— Task prompt —
Copy every entry verbatim and skip the pictures.

— Data to use —
_ _ _
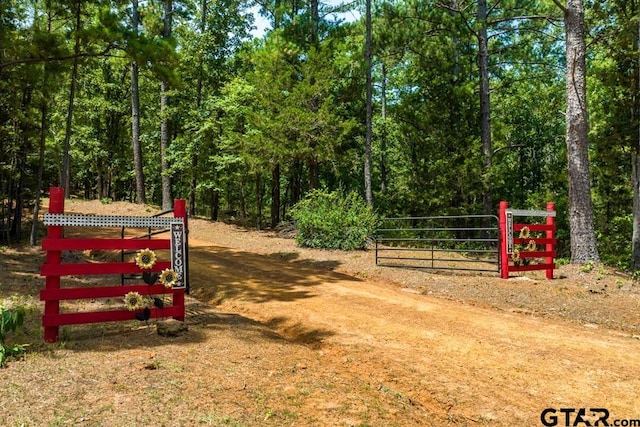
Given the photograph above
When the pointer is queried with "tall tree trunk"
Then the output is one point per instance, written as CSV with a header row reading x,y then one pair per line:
x,y
43,138
383,136
66,166
635,165
368,192
165,135
141,197
581,224
193,183
215,204
485,107
275,195
259,199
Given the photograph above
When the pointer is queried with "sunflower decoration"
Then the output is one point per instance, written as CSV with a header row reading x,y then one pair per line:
x,y
168,278
133,301
515,256
145,259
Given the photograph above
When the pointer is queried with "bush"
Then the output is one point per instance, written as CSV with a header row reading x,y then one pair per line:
x,y
10,321
334,220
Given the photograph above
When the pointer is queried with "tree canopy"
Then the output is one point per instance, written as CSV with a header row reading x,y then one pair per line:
x,y
469,106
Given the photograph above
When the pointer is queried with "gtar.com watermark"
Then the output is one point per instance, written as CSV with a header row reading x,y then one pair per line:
x,y
586,417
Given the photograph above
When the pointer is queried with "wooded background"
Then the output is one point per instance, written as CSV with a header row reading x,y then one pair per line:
x,y
447,108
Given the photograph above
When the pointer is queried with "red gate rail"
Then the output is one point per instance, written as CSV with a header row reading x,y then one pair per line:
x,y
53,269
510,260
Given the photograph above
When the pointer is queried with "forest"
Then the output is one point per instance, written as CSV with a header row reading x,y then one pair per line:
x,y
423,107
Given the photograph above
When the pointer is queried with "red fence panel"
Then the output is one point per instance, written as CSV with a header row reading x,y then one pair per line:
x,y
53,270
514,259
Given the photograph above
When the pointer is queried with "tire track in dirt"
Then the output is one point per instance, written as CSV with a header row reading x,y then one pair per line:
x,y
460,363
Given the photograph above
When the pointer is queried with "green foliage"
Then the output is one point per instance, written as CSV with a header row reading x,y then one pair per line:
x,y
334,220
10,321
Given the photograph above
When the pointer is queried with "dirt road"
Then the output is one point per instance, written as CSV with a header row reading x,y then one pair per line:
x,y
453,362
280,335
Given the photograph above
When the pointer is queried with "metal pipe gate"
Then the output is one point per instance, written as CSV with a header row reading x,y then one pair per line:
x,y
456,242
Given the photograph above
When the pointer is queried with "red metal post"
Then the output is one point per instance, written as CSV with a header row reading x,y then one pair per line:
x,y
504,257
180,211
52,307
550,235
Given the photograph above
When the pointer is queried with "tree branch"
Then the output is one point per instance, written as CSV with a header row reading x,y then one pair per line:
x,y
22,61
562,7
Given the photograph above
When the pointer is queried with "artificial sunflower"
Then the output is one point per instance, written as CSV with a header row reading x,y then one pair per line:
x,y
531,246
133,301
145,259
168,278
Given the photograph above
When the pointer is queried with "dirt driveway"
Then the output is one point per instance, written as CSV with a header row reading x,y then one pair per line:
x,y
281,335
453,362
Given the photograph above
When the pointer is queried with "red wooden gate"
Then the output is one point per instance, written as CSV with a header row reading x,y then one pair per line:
x,y
516,253
54,269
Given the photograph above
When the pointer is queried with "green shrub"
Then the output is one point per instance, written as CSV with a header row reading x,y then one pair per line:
x,y
10,321
334,220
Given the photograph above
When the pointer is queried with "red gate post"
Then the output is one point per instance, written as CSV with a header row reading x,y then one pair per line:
x,y
504,256
550,234
52,307
180,211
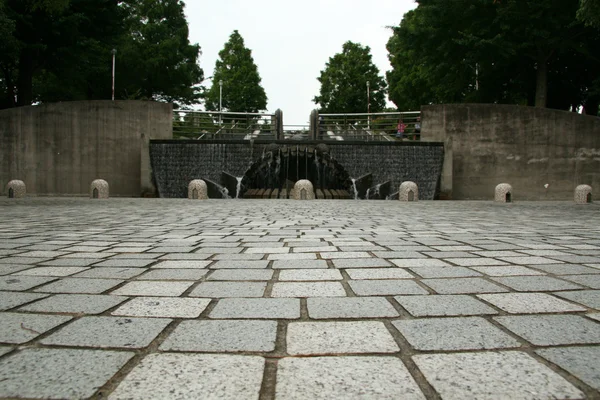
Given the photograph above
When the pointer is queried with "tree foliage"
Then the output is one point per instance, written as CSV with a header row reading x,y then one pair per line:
x,y
242,90
589,12
156,59
531,52
58,50
344,82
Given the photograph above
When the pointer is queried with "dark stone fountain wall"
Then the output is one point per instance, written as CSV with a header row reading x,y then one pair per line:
x,y
176,162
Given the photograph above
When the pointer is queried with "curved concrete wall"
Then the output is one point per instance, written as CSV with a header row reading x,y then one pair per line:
x,y
487,144
60,148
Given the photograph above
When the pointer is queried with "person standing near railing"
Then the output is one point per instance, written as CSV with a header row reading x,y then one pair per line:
x,y
417,128
401,128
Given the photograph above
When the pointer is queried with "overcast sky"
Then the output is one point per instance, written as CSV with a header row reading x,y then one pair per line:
x,y
292,40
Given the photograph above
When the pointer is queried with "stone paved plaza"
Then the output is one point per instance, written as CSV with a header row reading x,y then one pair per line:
x,y
275,299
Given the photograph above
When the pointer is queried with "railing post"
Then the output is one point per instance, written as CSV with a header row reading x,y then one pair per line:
x,y
278,124
314,125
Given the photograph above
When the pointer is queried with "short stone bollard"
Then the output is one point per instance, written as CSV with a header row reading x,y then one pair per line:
x,y
16,189
99,189
303,190
409,191
583,194
503,193
197,190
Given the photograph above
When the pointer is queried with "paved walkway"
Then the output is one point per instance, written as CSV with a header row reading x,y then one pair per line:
x,y
275,299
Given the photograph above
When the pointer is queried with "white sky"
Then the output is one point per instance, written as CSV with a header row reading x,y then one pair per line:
x,y
292,40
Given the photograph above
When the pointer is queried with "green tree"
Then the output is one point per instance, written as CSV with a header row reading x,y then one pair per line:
x,y
51,44
155,58
589,12
531,52
57,50
242,90
344,82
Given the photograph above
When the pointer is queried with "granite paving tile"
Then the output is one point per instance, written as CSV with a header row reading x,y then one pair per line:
x,y
420,262
79,285
444,305
52,271
222,336
361,263
216,250
536,283
125,263
566,269
75,304
314,249
23,260
460,333
241,275
493,375
237,257
475,262
242,264
509,270
444,272
576,259
41,373
529,303
216,289
591,281
162,307
10,300
110,273
304,338
153,288
20,328
310,275
292,256
308,289
71,262
257,308
379,273
589,298
462,286
299,264
576,360
348,377
350,307
345,254
172,274
181,264
108,332
387,287
552,330
6,269
163,376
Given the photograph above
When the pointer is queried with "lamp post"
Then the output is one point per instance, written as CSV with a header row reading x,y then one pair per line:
x,y
368,105
220,100
114,53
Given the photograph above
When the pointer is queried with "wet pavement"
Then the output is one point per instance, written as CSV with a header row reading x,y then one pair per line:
x,y
276,299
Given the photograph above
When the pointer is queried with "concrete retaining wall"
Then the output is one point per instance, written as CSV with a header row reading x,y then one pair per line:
x,y
525,146
60,148
177,162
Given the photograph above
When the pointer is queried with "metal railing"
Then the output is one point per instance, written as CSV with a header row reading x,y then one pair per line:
x,y
389,126
223,125
296,132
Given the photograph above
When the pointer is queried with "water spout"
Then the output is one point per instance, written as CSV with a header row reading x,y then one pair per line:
x,y
238,187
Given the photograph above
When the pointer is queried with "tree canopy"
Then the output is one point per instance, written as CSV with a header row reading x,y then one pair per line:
x,y
344,82
242,90
533,52
58,50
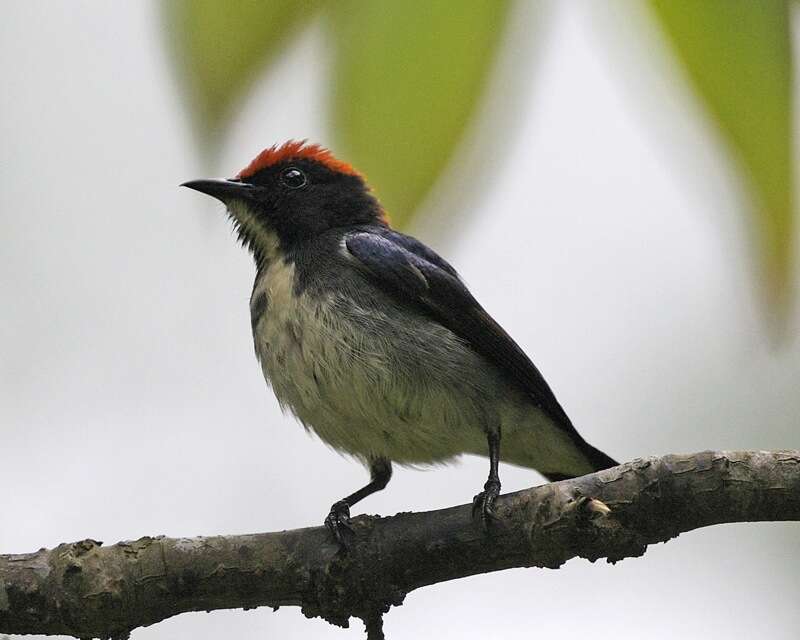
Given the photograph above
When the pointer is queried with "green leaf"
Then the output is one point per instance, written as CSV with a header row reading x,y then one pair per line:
_ _ _
— Response area —
Given the photograph above
When the pointer is queried with "tall tree trunk"
Then the output is one point per instance, written as CSV with a header row reading x,y then one pair per line:
x,y
43,138
383,136
66,166
635,165
368,192
165,135
141,197
581,224
193,183
215,204
485,107
275,195
259,199
Given the photograph above
When the pointer is queried with "sunflower decoration"
Then the output is one point per instance, written as CSV with a header row reading x,y then one pair per line:
x,y
168,278
133,301
515,256
145,259
Given the photograph above
When the pointer is queried with "bush"
Then the output is one point per instance, written as CSV with a header row reading x,y then one pair per line:
x,y
10,321
334,220
Given the photograph above
When the pointer is queried with "tree canopy"
Then the output is one point per instance, written as CSV with a header row reading x,y then one pair per line:
x,y
469,106
Given the photograph above
When the pointer is queried with "gtar.com watermark"
Then the output is one point per instance, written as CSV with a header row reading x,y then one pair per line:
x,y
586,417
Given the photograph above
When the pointer is queried with "wooded background"
Then the output is one point per instance, written as CSV with a header row reading x,y then one pair per line:
x,y
447,108
Given the photograph above
When the pointer is queried with "red gate rail"
Then the output is one point per instance, written as CSV with a header row reading x,y then one pair per line:
x,y
53,269
510,260
Given the photograph above
When the pointer is queried with "forest"
Then the output is one point per instance, written as CSV with a header row reading x,y then one pair per line:
x,y
423,107
Given the photograph above
When the pointer is queried with "red fence panel"
Then the output is one point per instance, written as CSV with a header row reading x,y then one pair per line:
x,y
53,270
514,259
Given the photograph above
When the pointer is queried with "tire track in dirt"
Then the output is one point per instance, written as CSV with a header row reading x,y then one pair per line:
x,y
460,363
Given the photograph above
When the pointer is queried with "green foliage"
Then the output is one point per instance, written as CSV with a header row reading x,y then one pair per line:
x,y
334,220
10,321
Given the photograph above
When the pointer is queried with "dirt road"
Then the output is one point per instance, written as CSV with a header row reading x,y then one pair per line:
x,y
453,362
280,335
Given the photograph above
When the pointer is queried with "metal pipe gate"
Then the output is one point per instance, written as CSV with a header row reading x,y then one pair per line:
x,y
456,242
Given the photograph above
When the pointer is queried with "red metal post"
Then the output is one point per instance, written as CSV with a header row reading x,y then one pair per line:
x,y
504,257
180,211
52,307
550,235
Given the photograph above
When the pointer is queried with "tree branch"
Then the output is one point per instance, written as CSV with a header row reading x,y then one pair per line:
x,y
22,61
562,7
Given the photograph above
When the pointer is queried with "artificial sunflower"
Then the output is one point per instance, written as CSV with a header row reading x,y then one pair per line:
x,y
531,246
133,301
145,259
168,278
Given the photograph above
When the pointer is queried with "dirt driveway"
Then the output is one point per instance, written as CSV with a header row reading x,y then one pair per line:
x,y
281,335
453,362
Given the photograph above
When the pointer is queried with "red wooden gate"
Then the output is one point per instance, written as CSV with a header row reading x,y then one pair per line:
x,y
516,253
54,269
Given the photograph above
When the pointer is queried with "green shrub"
Then the output is one point per instance, written as CSV with a header row reading x,y then one pair per line:
x,y
10,321
334,220
Given the photograph above
When the pointer is queried with "red gate post"
Then the output is one point per instance, written as CSV with a header row reading x,y then one pair per line:
x,y
504,256
550,234
52,307
180,211
Given the photograph above
When the pointer is queried with "tree foliage"
Then the output is one point per instance, written as CSV with a header row reading x,y then one pair per line:
x,y
242,90
589,12
156,59
531,52
58,50
344,82
Given the photograph above
When the pointer is queried with "dark stone fountain wall"
Then the output is one point per instance, written as CSV with a header row reading x,y then one pair per line:
x,y
176,162
Given the photograph above
When the pointer is queried with "curved concrete wall"
Then the output is one point per instance, written as CSV with a header row reading x,y then one pair per line:
x,y
487,144
60,148
Given the photograph above
When the pointer is queried with "person standing near railing"
Then the output is one point per instance, written as CSV with a header row reading x,y then one pair per line:
x,y
417,128
401,128
Given the photograph above
When the pointer is queried with "overcast sky"
Then the output is one point per instance, written as CSV with a header row reading x,y then one pair per line:
x,y
292,40
Given the photograph above
When the pointer is queried with "stone paved plaza"
Then the output is one point per instance, written as CSV with a header row reading x,y then one pair per line:
x,y
275,299
Given the photograph above
When the pointer is queried with "railing post"
Then the output is one point per instance, written as CSV with a header row reading x,y then one pair per line:
x,y
278,124
314,125
Given the photograph above
When the pointer is queried with "short stone bollard"
Then the output is one point per instance, written as CSV with a header row reading x,y then one pair per line:
x,y
16,189
99,189
303,190
409,191
583,194
503,193
197,190
Given the photograph above
When the pointer is queried with "paved walkway"
Then the output is one point per instance, written as CSV with a header row reading x,y then one pair per line:
x,y
275,299
Given the photograph above
When the pointer is queried with "white sky"
Then the output is one point per instance, written as CSV with a header row reading x,y then one pair per line:
x,y
292,40
Given the photograph above
When the pointer is queried with "green tree"
Then the output is one point per instance, written as CSV with a header row reading x,y then one pair per line:
x,y
51,44
155,58
589,12
531,52
57,50
242,90
344,82
Given the photograph above
When the pointer is queried with "granite paving tile"
Then the output is one point per instance, written as CSV with a header row reading x,y then one pair per line:
x,y
420,262
79,285
444,305
52,271
222,336
361,263
216,250
536,283
125,263
566,269
75,304
314,249
23,260
460,333
241,275
493,375
237,257
475,262
242,264
509,270
444,272
576,259
41,373
529,303
216,289
591,281
162,307
10,300
110,273
304,338
153,288
20,328
310,275
292,256
308,289
71,262
257,308
379,273
589,298
462,286
299,264
576,360
348,377
350,307
345,254
172,274
181,264
108,332
387,287
552,330
6,269
163,376
Given the photograph above
When the pointer is queried with "lamp post"
Then the output is one point per instance, written as CSV with a header row reading x,y then one pair per line:
x,y
368,105
220,100
114,53
Given the photograph above
When the pointer is queried with "wet pavement"
Then the output is one point per instance, written as CSV with a header row reading x,y then one pair per line:
x,y
276,299
Given the photograph above
When the pointer is queried with "concrete retaining wall"
Then the output is one point per instance, written as CSV with a header row reading x,y then one pair per line:
x,y
525,146
60,148
177,162
Given the photograph above
When the pointer is queried with "metal railing"
Then the output is one point per instance, written as CSV with a header row reading x,y then one pair per line:
x,y
389,126
223,125
296,132
Given the photograph above
When the pointer is queried with "water spout"
Then the output is one point per instance, written as CSV with a header row reading x,y then one pair per line:
x,y
238,187
Given the photograph above
When the pointer is queried with "tree canopy"
Then the output is one point per instance, written as CSV with a header row reading x,y then one pair per line:
x,y
344,82
242,90
533,52
58,50
Given the photograph above
When the pointer is queried with "green leaf"
Then the output is one point per instance, written as CSV with a header row reading x,y then one pair per line:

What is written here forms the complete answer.